### EXTRACTED DATA:
--- Start ---

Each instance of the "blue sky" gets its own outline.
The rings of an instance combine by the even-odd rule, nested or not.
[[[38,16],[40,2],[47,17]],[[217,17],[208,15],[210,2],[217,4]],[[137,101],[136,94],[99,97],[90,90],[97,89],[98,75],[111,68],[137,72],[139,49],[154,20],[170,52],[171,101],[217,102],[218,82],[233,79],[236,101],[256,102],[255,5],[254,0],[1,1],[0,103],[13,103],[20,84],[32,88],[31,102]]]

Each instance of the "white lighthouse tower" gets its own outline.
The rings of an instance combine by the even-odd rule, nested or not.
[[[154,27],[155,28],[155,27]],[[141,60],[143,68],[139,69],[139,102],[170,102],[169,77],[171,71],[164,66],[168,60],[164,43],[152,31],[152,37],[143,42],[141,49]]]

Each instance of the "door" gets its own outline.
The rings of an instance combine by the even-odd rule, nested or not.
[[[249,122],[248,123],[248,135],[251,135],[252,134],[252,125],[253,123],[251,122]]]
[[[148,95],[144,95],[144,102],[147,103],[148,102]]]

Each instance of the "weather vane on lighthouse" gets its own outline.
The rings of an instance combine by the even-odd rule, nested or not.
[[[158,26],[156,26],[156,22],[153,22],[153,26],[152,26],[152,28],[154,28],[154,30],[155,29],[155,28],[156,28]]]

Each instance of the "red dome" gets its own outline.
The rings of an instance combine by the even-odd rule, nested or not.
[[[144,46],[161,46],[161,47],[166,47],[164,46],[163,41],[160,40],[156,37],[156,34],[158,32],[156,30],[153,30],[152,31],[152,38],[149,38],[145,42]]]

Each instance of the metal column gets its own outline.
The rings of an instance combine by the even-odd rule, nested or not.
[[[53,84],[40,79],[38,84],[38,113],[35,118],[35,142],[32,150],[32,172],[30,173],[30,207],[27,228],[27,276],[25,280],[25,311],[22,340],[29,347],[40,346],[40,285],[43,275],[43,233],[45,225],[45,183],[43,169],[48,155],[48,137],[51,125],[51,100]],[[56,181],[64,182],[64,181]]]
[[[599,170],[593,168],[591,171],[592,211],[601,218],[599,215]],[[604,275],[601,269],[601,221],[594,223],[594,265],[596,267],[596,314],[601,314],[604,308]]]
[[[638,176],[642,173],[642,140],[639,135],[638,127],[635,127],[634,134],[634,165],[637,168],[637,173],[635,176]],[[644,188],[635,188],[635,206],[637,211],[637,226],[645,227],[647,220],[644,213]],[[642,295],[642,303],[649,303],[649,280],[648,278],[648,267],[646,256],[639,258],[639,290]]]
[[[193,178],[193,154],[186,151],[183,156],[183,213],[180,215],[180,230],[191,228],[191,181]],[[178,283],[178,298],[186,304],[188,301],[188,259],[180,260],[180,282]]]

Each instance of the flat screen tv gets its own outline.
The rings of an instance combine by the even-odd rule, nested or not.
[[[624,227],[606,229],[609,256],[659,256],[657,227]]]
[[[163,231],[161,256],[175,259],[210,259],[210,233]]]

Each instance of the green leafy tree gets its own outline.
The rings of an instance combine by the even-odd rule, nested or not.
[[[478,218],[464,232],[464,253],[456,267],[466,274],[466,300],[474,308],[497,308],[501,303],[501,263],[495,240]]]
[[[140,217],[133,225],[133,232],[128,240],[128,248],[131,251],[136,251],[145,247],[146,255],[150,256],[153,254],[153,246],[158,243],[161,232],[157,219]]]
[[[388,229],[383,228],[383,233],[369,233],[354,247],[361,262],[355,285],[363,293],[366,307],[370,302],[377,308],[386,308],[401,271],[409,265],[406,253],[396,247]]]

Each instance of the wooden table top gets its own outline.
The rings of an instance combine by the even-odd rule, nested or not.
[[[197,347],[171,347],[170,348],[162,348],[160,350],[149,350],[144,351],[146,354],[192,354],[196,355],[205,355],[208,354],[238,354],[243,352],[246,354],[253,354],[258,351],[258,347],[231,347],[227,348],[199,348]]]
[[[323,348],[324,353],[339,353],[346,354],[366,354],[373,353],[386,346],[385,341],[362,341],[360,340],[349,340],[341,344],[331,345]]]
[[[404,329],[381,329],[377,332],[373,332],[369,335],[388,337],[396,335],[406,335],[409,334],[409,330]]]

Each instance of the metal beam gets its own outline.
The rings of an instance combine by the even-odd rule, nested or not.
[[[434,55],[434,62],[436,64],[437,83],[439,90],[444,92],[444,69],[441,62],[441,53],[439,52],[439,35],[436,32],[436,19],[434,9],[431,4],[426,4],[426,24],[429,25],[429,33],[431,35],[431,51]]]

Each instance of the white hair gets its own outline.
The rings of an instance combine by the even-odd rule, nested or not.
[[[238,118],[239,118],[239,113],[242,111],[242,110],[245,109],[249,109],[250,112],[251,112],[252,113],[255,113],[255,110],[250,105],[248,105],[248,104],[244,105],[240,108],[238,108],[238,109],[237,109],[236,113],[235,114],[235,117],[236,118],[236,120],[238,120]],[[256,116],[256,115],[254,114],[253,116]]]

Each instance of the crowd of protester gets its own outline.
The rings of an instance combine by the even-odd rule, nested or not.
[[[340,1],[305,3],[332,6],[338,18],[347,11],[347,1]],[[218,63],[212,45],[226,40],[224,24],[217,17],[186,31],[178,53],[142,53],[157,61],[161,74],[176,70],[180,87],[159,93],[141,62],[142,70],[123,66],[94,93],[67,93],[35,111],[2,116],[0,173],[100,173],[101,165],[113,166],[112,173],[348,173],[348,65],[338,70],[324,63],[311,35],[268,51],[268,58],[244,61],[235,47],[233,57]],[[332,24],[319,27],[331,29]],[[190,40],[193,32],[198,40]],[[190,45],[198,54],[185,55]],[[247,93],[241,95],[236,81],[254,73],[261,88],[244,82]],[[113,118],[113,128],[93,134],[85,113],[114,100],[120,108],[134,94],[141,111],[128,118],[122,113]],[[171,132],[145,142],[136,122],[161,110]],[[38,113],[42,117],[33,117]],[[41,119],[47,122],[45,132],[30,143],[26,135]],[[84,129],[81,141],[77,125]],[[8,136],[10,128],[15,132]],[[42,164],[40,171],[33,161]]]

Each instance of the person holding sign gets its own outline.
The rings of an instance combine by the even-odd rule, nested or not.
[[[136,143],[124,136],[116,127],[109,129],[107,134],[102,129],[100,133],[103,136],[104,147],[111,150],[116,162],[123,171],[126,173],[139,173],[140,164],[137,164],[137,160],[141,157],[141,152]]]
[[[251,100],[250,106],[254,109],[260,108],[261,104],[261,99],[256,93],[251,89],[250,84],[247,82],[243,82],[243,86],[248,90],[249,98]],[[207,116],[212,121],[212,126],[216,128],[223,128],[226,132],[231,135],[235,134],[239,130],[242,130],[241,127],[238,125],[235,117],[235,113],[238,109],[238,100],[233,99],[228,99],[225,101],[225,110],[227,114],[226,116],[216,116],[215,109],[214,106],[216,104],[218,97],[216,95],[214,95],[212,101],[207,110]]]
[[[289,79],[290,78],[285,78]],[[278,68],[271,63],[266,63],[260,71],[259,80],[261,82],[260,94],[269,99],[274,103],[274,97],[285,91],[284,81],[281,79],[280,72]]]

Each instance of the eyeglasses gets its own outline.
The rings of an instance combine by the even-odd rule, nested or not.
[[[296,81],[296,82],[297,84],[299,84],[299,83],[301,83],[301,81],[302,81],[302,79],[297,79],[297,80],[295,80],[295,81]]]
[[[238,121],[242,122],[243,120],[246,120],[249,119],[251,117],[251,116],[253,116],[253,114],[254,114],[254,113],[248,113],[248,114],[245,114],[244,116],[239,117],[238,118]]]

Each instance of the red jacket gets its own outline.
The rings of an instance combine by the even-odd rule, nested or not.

--- End ---

Put every line of the items above into a JSON list of strings, one string per line, leaving out blank lines.

[
  "Each instance of the \"blue sky\" gets its own outline.",
  "The rings of an instance combine by the even-odd rule, nested or not.",
  "[[[38,16],[40,2],[47,17]],[[217,17],[208,15],[210,2],[217,4]],[[137,101],[136,94],[99,97],[90,90],[97,89],[98,75],[111,68],[137,72],[139,49],[154,20],[170,52],[171,101],[217,102],[218,82],[233,79],[236,101],[256,102],[255,5],[254,0],[1,1],[0,103],[13,103],[20,84],[32,88],[31,102]]]",
  "Each instance of the \"white lighthouse tower\" gets its own outline.",
  "The rings of an instance combine by the even-odd rule, nested or not.",
  "[[[154,27],[155,28],[155,27]],[[141,60],[143,68],[139,69],[139,102],[170,102],[169,77],[171,71],[164,66],[168,60],[164,43],[152,31],[152,37],[143,42],[141,49]]]",
  "Each instance of the \"door\" gets its own outline.",
  "The rings of an instance combine by the even-odd rule, nested or not.",
  "[[[249,122],[248,123],[248,135],[251,135],[252,134],[252,125],[253,123],[251,122]]]",
  "[[[148,95],[144,95],[144,102],[147,103],[148,102]]]",
  "Each instance of the \"weather vane on lighthouse\" gets its own outline.",
  "The rings of an instance combine by the even-odd rule, nested or not.",
  "[[[158,26],[156,26],[156,22],[153,22],[153,26],[152,26],[152,28],[154,28],[154,30],[155,29],[155,28],[156,28]]]",
  "Each instance of the \"red dome\" gets its own outline.",
  "The rings of an instance combine by the even-odd rule, nested or not.",
  "[[[144,46],[161,46],[161,47],[166,47],[164,46],[163,41],[160,40],[156,37],[156,34],[158,32],[156,30],[153,30],[152,31],[152,38],[149,38],[145,42]]]",
  "Each instance of the metal column gets its own outline.",
  "The rings of an instance combine by the even-odd rule, nested or not.",
  "[[[53,84],[40,79],[38,84],[38,113],[35,118],[35,142],[32,150],[32,172],[30,173],[30,207],[27,228],[27,276],[25,280],[25,311],[22,340],[29,347],[40,346],[40,285],[43,275],[43,233],[45,225],[45,183],[43,169],[48,155],[48,137],[51,125],[51,100]],[[56,181],[64,182],[64,181]]]",
  "[[[599,170],[593,168],[591,171],[592,211],[601,218],[599,215]],[[604,275],[601,269],[601,221],[594,223],[594,265],[596,267],[596,314],[601,314],[604,308]]]",
  "[[[638,176],[642,173],[642,140],[639,135],[638,127],[635,127],[634,134],[634,165],[637,168],[637,173],[635,176]],[[644,188],[635,188],[635,206],[637,211],[637,226],[645,227],[647,220],[644,213]],[[642,295],[642,303],[649,303],[649,280],[648,278],[648,267],[646,256],[639,258],[639,290]]]",
  "[[[193,178],[193,154],[186,151],[183,156],[183,213],[180,215],[180,230],[191,228],[191,181]],[[178,283],[178,298],[186,304],[188,301],[188,259],[180,260],[180,282]]]",
  "Each instance of the flat screen tv gets its own outline.",
  "The rings of an instance combine by the even-odd rule, nested or not.",
  "[[[624,227],[606,229],[609,256],[659,256],[657,227]]]",
  "[[[163,231],[161,256],[175,259],[210,259],[210,233]]]",
  "Each instance of the green leafy tree gets its own outline.",
  "The rings of an instance combine by the even-odd rule, nested or not.",
  "[[[478,218],[464,232],[464,253],[456,267],[466,274],[466,300],[474,308],[497,308],[501,303],[501,263],[495,240]]]",
  "[[[140,217],[133,225],[133,232],[128,240],[128,248],[131,251],[136,251],[145,247],[146,255],[150,256],[153,254],[153,246],[158,243],[161,232],[157,219]]]",
  "[[[388,229],[383,228],[383,233],[369,233],[354,247],[361,262],[355,285],[363,293],[366,307],[370,302],[377,308],[386,308],[401,271],[409,265],[406,253],[396,247]]]",
  "Each instance of the wooden table top gets its own outline.",
  "The rings of an instance combine by the even-odd rule, nested or not.",
  "[[[197,347],[171,347],[170,348],[162,348],[160,350],[149,350],[144,351],[146,354],[192,354],[196,355],[205,355],[208,354],[238,354],[243,352],[246,354],[253,354],[258,351],[258,347],[231,347],[227,348],[199,348]]]",
  "[[[323,348],[324,353],[339,353],[346,354],[366,354],[373,353],[386,346],[385,341],[362,341],[360,340],[349,340],[341,344],[331,345]]]",
  "[[[404,329],[381,329],[377,332],[373,332],[369,335],[388,337],[396,335],[406,335],[409,334],[409,330]]]",
  "Each instance of the metal beam gets its own outline.",
  "The rings of an instance combine by the even-odd rule, nested or not.",
  "[[[434,55],[434,62],[436,64],[437,83],[439,90],[444,92],[444,69],[441,62],[441,53],[439,52],[439,35],[436,32],[436,19],[434,9],[431,4],[426,4],[426,24],[429,25],[429,33],[431,35],[431,51]]]",
  "Each instance of the white hair gets its own outline.",
  "The rings of an instance combine by the even-odd rule, nested or not.",
  "[[[238,118],[239,118],[239,113],[242,111],[242,110],[245,109],[249,109],[250,112],[251,112],[252,113],[255,113],[255,110],[250,105],[248,105],[248,104],[244,105],[240,108],[238,108],[238,109],[237,109],[236,113],[235,114],[235,117],[236,118],[236,120],[238,120]],[[256,116],[256,115],[254,114],[253,116]]]",
  "Each instance of the crowd of protester gets its own outline.",
  "The rings of an instance combine by the even-odd rule, nested or not.",
  "[[[340,1],[305,3],[332,6],[338,18],[347,11],[347,1]],[[218,63],[212,45],[226,40],[224,24],[217,17],[186,31],[178,53],[142,53],[157,61],[161,74],[176,70],[180,87],[159,93],[141,62],[142,70],[123,66],[94,93],[67,93],[35,111],[2,116],[0,173],[100,173],[101,165],[113,166],[112,173],[348,173],[348,65],[338,70],[324,63],[311,35],[268,51],[268,58],[244,61],[235,47],[233,57]],[[332,24],[319,27],[331,29]],[[190,40],[193,32],[198,40]],[[190,45],[198,54],[185,55]],[[247,93],[241,95],[236,81],[254,73],[261,88],[244,82]],[[113,118],[113,128],[93,134],[85,113],[114,100],[120,108],[134,94],[141,111],[128,118],[122,113]],[[171,132],[145,142],[136,122],[161,110]],[[38,113],[42,117],[33,117]],[[41,119],[47,122],[45,132],[30,143],[26,135]],[[84,129],[81,141],[77,125]],[[8,136],[10,128],[15,132]],[[42,164],[40,171],[33,161]]]",
  "Each instance of the person holding sign gets its own outline.",
  "The rings of an instance combine by the even-odd rule, nested or not.",
  "[[[136,143],[124,136],[116,127],[109,129],[107,134],[102,129],[100,133],[103,136],[104,147],[111,150],[116,162],[123,171],[126,173],[139,173],[140,164],[137,164],[137,160],[141,157],[141,152]]]",
  "[[[251,100],[250,106],[254,109],[260,108],[261,104],[261,99],[256,93],[251,89],[250,84],[247,82],[243,82],[243,86],[248,90],[249,98]],[[207,116],[212,121],[212,126],[216,128],[223,128],[226,132],[231,135],[235,134],[239,130],[242,130],[241,127],[238,125],[235,117],[235,113],[238,109],[238,100],[233,99],[228,99],[225,101],[225,110],[227,114],[226,116],[216,116],[215,109],[214,106],[216,104],[218,97],[216,95],[214,95],[212,101],[207,110]]]",
  "[[[289,79],[290,78],[285,78]],[[278,68],[271,63],[266,63],[260,71],[259,80],[261,82],[260,94],[269,99],[274,103],[274,97],[285,91],[284,81],[281,79],[280,72]]]",
  "Each instance of the eyeglasses gets its own outline.",
  "The rings of an instance combine by the even-odd rule, nested or not.",
  "[[[296,81],[296,82],[297,84],[299,84],[299,83],[301,83],[301,81],[302,81],[302,79],[297,79],[297,80],[295,80],[295,81]]]",
  "[[[238,121],[242,122],[243,120],[246,120],[249,119],[251,117],[251,116],[253,116],[253,114],[254,114],[254,113],[248,113],[248,114],[245,114],[244,116],[239,117],[238,118]]]",
  "Each instance of the red jacket gets its own outline.",
  "The rings of an instance combine by the even-odd rule, nested or not."
]